» What the task requires
In the records below, find the line with "Output a JSON"; retype that line and all the following lines through the end, exactly, and add nothing.

» Exercise input
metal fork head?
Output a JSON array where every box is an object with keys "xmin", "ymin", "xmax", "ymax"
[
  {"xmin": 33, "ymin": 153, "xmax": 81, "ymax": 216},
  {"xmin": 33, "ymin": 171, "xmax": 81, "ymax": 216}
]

» Response
Output a JSON array where every box is an object with keys "xmin", "ymin", "xmax", "ymax"
[
  {"xmin": 33, "ymin": 153, "xmax": 81, "ymax": 216},
  {"xmin": 33, "ymin": 171, "xmax": 81, "ymax": 216}
]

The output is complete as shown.